* [DATASET CONTENT]
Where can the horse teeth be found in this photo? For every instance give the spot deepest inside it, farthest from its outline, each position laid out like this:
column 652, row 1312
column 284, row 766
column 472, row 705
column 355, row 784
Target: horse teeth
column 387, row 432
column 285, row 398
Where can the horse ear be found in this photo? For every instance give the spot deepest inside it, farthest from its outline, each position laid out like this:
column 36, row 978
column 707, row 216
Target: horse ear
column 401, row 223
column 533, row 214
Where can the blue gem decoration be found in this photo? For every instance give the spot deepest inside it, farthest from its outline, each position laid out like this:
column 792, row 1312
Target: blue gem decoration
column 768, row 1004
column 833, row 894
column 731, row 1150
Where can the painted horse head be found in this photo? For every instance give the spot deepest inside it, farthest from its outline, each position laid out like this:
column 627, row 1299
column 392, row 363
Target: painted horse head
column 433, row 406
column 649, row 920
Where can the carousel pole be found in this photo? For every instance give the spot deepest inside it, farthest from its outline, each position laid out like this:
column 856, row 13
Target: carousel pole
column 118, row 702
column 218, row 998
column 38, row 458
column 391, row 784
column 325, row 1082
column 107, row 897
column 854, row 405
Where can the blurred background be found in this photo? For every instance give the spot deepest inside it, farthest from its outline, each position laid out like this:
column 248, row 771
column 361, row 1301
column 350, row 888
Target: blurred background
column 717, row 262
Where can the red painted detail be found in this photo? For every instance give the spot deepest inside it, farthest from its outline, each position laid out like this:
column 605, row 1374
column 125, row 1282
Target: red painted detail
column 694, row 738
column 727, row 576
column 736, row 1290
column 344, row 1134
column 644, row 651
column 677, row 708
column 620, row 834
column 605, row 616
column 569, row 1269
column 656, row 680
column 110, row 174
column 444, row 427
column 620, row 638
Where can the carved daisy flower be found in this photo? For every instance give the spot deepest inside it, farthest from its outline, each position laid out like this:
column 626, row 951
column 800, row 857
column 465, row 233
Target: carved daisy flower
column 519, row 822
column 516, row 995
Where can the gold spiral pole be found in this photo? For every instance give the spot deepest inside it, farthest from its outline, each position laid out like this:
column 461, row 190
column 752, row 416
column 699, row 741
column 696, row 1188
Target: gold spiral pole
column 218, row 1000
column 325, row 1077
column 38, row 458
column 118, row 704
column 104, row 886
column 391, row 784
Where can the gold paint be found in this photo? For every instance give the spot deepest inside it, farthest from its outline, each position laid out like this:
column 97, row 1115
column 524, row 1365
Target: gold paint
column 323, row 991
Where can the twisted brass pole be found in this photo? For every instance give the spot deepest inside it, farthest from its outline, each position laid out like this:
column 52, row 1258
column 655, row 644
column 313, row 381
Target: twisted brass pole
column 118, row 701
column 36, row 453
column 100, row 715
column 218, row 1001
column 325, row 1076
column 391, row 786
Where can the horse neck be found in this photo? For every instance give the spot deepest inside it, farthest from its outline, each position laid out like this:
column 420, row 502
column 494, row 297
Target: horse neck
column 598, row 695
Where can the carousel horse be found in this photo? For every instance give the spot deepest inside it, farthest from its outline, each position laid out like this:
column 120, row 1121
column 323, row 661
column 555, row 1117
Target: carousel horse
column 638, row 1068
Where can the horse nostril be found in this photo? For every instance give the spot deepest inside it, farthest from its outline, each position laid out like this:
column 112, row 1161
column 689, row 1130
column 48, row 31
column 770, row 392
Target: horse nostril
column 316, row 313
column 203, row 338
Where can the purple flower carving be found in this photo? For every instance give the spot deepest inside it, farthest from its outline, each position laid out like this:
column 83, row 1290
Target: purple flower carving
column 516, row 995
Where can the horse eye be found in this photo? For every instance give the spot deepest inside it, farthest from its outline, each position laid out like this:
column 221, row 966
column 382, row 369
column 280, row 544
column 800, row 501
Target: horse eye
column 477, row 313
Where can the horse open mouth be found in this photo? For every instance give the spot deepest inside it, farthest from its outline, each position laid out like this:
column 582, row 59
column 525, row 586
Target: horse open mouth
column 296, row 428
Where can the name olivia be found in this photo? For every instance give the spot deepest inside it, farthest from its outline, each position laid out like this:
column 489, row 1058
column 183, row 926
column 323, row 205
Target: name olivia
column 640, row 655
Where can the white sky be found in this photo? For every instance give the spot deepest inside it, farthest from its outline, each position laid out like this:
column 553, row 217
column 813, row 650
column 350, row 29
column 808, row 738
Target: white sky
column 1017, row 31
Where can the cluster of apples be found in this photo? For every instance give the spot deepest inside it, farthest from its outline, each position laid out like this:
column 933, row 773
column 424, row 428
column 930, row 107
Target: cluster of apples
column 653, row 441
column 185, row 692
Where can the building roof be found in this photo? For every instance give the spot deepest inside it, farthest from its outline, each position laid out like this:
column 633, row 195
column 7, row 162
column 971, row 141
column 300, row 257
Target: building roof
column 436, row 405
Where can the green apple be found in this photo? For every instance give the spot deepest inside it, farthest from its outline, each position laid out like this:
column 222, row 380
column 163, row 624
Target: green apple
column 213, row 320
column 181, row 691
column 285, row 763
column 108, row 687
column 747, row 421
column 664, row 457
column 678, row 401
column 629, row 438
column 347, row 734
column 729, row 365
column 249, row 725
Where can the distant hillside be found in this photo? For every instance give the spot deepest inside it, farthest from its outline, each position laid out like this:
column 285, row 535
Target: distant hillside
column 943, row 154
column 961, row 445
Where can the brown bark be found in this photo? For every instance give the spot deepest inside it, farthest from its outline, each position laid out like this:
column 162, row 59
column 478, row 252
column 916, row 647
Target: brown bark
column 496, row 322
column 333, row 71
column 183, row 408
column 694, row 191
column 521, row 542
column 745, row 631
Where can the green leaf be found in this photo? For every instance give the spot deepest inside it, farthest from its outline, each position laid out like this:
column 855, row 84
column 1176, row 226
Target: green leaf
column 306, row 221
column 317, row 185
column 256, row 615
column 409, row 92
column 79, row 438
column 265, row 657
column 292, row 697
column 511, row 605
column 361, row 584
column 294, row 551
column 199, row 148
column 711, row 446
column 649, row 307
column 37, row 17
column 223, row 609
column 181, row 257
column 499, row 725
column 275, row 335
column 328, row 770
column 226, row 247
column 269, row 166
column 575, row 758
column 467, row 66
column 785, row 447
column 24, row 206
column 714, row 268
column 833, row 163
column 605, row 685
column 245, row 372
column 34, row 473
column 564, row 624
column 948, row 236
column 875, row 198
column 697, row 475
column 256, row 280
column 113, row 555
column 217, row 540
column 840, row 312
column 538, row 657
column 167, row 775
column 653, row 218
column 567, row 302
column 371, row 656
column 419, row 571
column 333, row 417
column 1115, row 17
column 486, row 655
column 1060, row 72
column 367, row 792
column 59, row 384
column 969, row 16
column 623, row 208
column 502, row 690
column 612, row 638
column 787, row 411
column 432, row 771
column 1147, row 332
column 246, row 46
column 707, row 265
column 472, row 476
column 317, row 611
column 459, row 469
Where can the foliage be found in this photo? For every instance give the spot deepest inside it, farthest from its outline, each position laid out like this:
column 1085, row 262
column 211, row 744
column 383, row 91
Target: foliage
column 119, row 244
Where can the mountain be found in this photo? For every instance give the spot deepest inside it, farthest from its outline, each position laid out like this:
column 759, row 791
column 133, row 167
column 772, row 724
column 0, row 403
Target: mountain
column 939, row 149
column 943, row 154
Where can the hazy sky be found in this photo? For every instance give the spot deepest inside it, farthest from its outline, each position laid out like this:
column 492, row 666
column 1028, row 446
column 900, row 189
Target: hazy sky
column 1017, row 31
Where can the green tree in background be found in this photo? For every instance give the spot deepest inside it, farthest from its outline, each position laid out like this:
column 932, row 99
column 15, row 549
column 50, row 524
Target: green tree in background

* [TASK STATEMENT]
Return the lines from the line containing "Where can the foliage" to the end of the entries above, exactly as they appear and with no other output.

* [TASK SOLUTION]
Where can the foliage be found in this photo? For every instance give the spot deepest inside it, farthest from its outline, each position laid out like this:
column 1085, row 262
column 211, row 744
column 383, row 91
Target: foliage
column 119, row 244
Where can the mountain be found in this photo? For every instance give the spot deepest inside it, farthest from its outline, each position laid out like this:
column 759, row 791
column 133, row 167
column 772, row 724
column 0, row 403
Target: mountain
column 939, row 149
column 943, row 154
Where can the hazy sky be found in this photo? For every instance give the spot deepest inside it, farthest from its outline, each position laid out like this:
column 492, row 666
column 1028, row 446
column 900, row 189
Target: hazy sky
column 1017, row 31
Where can the green tree in background be found in this photo? For every instance give the spot deepest inside it, farthest from its outline, each position laid out like this:
column 932, row 99
column 15, row 549
column 50, row 524
Target: green tree in background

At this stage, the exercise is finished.